¿Qué es lo natural?

“Natural” y “antinatural” son términos que usamos como sinónimos de bueno y malo. Lo natural es bueno, lo antinatural malo; pero ¿qué es natural y qué es antinatural? Una primera respuesta sería la de la conciencia vulgar, la que se viene a la cabeza de cualquiera sin mayor reflexión: lo natural es lo normal, es decir, lo que se hace habitualmente, o lo que ha sido siempre, lo que siempre se ha dicho o siempre se ha pensado.

En una sociedad estable y culturalmente homogénea ni se plantea la cuestión. Todo el mundo da por sentado que lo normal es lo que está bien. Otra cosa es lo que ocurre cuando esa sociedad entra en contacto con otras culturas y otras costumbres, o cuando en su propio seno se encuentran tradiciones o culturas distintas. Lo que antes ni se cuestionaba se convierte ahora en problemático: ¿quién tiene razón?, ¿qué es mejor?, ¿todo vale?, ¿todo está bien?

En la era de globalización y del multiculturalismo estas cuestiones se han hecho presentes con una fuerza tremenda. ¿Hay culturas superiores e inferiores? ¿Hay criterios objetivos para medir el valor de una cultura, de una visión del mundo, de unas costumbres? La «humorada», teñida de desengaño, de Campoamor: «En este mundo traidor, / nada es verdad, ni mentira, / todo es según el color / del cristal con que se mira», se ha convertido hoy en una convicción «seria» y de una evidencia palmaria. Quien se atreve a negarlo sólo puede ser un intolerante antidemócrata.

Pensar que por encima de las mayorías hay una verdad y un bien objetivos, que debemos aceptar y a los que debemos adecuar nuestras acciones se considera una forma de dogmatismo, incompatible con la democracia. No hay criterios ni normas objetivas, pero, como es necesario gestionar la convivencia de alguna manera, aquí y ahora se impone tal o cuál cosa porque es lo que dice la mayoría o quien la representa, o porque así está en la ley. El consenso de la mayoría es la única fuente de la verdad moral.

-- Objetivo del ejercicio --
Prosigue, por favor, el texto de arriba sobre qué es lo natural, empezando justo después de su última oración.

-- Material recopilado --
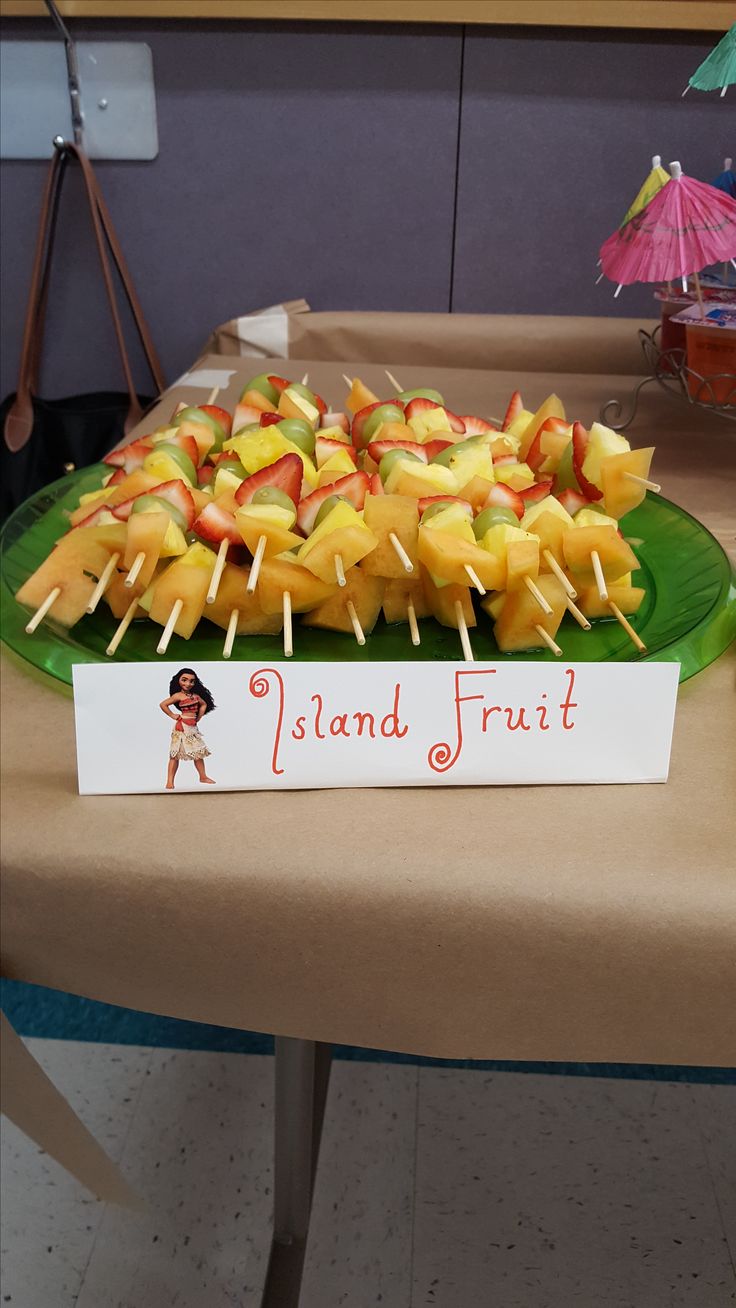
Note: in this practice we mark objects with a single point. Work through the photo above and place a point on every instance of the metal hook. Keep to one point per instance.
(72, 73)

-- Respuesta escrita --
Ya en la antigüedad algunos pensadores defendieron la ley del más fuerte como lo único natural; así rige entre los animales, y el hombre es un animal más. Las normas jurídicas y morales son una imposición del más fuerte, es decir, de quien gobierna. Como esta formulación resulta dura, se presenta como consenso o como voluntad general y se vuelve comestible. Otra opción que también se encuentra en la filosofía antigua es la de considerar la ley del placer como ley natural; el bien es lo placentero, cada cuál sabe qué es lo que le agrada y, por tanto, lo que tiene que hacer. La misión de quien gobierna es garantizar que esto se haga sin conflictos: que cada uno haga lo que le dé la gana, siempre que no ejerza violencia sobre los otros. En ambos caso se afirma que no existe un bien objetivo, que no hay nada que sea bueno siempre y para todos.

Más allá del bien y del mal

Ciertamente esta posición tiene su atractivo, porque parece exaltar la libertad, respetando a todos. La cuestión, sin embargo, es si es la verdad… Se puede defender teóricamente que lo que cada uno elige es bueno, precisamente por haberlo elegido, de manera que siempre se acierta, no cabe error. ¡Qué suerte!… si no fuera porque hay que tomar decisiones y lo experimentamos dramáticamente, porque tememos errar; y porque tenemos experiencia del fracaso y del arrepentimiento. Y esto sólo significa una cosa: que la voluntad no es la medida de sí misma, que no basta con querer algo para hacerlo bueno, sino que hay otros criterios a los que la voluntad debe someterse cuando hay que hacer una elección.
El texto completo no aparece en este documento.